Excerpt from a dataset.
** Start **
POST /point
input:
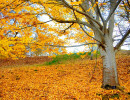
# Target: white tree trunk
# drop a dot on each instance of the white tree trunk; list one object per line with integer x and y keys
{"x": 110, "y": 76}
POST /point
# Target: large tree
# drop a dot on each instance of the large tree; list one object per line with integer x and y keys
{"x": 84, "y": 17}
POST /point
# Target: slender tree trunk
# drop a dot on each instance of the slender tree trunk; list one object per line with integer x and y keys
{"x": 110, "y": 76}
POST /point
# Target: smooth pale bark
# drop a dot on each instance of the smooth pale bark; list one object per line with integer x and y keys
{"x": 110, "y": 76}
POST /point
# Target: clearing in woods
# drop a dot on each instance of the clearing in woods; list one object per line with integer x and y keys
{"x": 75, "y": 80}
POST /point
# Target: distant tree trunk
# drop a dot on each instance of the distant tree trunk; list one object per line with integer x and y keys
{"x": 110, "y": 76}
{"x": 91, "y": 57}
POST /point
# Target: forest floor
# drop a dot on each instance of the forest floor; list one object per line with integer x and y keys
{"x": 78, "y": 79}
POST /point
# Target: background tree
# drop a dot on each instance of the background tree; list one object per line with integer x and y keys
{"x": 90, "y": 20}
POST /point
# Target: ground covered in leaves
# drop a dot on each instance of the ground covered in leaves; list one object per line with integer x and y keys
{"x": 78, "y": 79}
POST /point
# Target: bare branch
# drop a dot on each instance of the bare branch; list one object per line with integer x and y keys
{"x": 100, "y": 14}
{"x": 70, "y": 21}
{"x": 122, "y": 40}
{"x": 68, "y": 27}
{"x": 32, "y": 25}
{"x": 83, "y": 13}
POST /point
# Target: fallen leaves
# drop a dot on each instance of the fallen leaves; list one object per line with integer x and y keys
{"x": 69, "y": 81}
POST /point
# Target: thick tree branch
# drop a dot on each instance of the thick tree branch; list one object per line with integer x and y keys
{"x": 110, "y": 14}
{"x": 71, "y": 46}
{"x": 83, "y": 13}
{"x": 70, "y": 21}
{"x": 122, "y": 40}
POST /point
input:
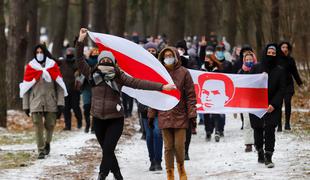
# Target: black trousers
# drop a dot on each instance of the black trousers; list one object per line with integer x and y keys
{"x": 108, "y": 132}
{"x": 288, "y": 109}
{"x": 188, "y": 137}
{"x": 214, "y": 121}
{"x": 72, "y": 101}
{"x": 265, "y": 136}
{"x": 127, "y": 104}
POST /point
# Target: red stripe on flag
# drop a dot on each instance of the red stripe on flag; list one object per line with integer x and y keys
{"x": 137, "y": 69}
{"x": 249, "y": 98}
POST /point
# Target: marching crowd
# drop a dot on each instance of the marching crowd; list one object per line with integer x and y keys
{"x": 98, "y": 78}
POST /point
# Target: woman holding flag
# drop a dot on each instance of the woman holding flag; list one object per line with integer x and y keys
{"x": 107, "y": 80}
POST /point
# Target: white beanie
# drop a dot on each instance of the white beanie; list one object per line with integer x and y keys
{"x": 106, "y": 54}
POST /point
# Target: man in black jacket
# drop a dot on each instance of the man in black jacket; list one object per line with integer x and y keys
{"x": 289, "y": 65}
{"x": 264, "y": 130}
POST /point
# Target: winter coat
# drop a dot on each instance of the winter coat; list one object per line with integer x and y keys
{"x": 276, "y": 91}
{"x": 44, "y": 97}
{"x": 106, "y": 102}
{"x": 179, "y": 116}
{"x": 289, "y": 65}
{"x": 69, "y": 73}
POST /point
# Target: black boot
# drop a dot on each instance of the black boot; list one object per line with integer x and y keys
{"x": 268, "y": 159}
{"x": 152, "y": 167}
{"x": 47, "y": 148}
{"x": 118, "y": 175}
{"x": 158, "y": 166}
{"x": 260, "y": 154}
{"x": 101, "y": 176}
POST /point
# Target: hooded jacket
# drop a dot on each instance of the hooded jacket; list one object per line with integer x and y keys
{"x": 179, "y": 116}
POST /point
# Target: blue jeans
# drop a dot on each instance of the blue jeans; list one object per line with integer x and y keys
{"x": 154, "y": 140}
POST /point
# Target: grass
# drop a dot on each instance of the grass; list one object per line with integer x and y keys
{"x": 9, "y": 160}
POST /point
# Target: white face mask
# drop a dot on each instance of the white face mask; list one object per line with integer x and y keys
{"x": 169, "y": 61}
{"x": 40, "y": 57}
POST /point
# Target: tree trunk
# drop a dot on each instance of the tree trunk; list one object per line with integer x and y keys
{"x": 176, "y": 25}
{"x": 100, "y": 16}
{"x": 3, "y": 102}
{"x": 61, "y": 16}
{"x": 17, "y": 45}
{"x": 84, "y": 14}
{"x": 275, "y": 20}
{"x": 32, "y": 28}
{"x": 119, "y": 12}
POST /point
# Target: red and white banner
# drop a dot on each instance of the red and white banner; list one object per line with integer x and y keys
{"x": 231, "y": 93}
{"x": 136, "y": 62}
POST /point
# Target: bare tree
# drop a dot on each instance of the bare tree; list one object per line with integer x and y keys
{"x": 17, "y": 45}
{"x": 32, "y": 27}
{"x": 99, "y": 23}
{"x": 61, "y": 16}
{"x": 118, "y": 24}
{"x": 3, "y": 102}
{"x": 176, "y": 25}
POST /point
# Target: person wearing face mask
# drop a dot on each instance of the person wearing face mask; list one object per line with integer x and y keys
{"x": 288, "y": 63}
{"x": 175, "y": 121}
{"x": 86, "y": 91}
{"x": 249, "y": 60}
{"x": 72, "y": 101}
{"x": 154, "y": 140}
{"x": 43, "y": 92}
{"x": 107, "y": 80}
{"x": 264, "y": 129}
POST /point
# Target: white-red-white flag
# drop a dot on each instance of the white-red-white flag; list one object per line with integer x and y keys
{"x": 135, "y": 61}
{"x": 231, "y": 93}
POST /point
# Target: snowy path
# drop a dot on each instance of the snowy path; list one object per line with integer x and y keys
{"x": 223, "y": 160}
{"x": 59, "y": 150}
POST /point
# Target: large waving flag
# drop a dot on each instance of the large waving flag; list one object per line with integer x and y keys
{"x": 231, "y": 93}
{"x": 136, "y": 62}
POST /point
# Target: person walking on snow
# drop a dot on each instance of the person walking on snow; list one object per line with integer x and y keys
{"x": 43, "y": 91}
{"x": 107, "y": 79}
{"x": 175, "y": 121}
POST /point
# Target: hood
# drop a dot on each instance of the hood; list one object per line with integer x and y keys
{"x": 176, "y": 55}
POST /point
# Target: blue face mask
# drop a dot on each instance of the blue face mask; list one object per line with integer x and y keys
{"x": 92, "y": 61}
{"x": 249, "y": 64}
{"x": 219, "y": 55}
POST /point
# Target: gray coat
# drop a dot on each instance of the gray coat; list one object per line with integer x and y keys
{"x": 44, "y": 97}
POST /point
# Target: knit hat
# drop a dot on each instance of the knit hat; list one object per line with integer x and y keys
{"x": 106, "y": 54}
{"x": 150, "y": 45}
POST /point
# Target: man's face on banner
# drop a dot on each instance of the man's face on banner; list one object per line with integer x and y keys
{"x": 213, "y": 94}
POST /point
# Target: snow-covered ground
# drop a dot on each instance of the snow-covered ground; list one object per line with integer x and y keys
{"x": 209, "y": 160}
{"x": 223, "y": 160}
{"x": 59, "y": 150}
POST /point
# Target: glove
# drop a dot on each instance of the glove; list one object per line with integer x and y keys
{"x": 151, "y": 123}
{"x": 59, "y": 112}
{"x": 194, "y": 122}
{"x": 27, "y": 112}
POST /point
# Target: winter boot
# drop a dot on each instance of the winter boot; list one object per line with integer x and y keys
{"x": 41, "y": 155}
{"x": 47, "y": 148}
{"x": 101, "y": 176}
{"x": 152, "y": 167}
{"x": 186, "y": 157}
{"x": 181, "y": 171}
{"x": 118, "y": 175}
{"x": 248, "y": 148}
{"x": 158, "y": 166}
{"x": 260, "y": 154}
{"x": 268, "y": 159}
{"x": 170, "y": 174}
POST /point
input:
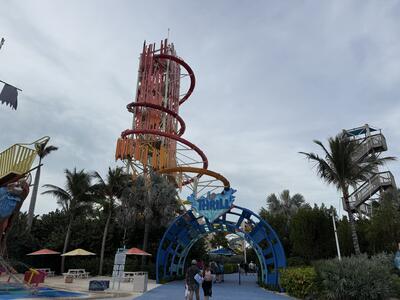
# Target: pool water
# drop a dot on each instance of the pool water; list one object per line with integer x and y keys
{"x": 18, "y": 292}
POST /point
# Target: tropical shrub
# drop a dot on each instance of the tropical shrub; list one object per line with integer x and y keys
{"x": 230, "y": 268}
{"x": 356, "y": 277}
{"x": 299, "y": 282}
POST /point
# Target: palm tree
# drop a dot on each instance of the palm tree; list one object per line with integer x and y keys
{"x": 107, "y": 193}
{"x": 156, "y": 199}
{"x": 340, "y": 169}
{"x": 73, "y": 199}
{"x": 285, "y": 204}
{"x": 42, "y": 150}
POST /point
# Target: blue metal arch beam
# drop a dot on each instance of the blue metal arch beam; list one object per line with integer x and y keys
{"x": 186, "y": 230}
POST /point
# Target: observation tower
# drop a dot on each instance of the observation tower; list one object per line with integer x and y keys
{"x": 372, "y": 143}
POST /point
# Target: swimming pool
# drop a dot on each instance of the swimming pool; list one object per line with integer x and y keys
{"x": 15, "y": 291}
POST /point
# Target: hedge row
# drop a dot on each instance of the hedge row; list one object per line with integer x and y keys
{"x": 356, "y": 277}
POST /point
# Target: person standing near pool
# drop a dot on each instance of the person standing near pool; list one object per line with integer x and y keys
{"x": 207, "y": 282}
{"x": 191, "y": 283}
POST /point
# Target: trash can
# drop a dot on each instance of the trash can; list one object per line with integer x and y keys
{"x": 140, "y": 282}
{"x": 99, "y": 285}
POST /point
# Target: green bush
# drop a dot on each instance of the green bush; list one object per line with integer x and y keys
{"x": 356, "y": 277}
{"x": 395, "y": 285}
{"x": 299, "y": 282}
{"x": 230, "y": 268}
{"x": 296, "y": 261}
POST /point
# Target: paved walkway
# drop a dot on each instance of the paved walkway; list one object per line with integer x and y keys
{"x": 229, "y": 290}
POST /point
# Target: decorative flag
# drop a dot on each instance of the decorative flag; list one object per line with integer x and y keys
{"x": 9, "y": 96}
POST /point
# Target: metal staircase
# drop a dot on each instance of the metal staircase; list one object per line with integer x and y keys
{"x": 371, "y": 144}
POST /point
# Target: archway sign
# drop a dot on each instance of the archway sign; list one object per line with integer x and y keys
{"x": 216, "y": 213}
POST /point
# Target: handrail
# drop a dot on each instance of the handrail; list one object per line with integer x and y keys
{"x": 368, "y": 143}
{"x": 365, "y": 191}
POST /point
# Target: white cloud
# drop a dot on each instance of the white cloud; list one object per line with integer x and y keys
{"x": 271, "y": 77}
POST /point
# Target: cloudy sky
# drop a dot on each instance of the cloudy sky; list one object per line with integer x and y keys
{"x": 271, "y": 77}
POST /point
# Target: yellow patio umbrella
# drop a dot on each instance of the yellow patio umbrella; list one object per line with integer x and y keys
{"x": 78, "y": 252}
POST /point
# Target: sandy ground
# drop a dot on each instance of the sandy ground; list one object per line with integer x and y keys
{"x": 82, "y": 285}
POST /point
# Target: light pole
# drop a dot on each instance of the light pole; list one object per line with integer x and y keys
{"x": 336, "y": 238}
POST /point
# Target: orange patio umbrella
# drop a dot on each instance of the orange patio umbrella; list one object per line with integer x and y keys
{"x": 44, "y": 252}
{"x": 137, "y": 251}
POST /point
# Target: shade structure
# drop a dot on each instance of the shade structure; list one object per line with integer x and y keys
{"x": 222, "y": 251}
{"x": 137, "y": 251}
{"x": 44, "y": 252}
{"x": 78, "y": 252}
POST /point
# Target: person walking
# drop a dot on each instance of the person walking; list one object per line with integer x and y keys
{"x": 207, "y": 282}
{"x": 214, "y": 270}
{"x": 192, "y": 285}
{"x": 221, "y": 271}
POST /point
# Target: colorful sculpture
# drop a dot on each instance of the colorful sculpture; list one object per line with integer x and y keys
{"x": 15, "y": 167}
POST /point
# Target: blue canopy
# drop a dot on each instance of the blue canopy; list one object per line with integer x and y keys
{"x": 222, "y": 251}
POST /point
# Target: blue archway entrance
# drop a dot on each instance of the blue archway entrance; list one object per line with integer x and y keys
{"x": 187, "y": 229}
** End **
Short exercise. Locate each line in the records above that contains the word "leaves" with matching case, and copy every such line.

Solution.
# Target: ground covered in leaves
# drop a dot on each instance of the ground covered in leaves; list one object per line with integer x and y keys
# Target: fallen leaves
# drop a dot on each instance of the fallen leaves; list one object per line with integer x and y keys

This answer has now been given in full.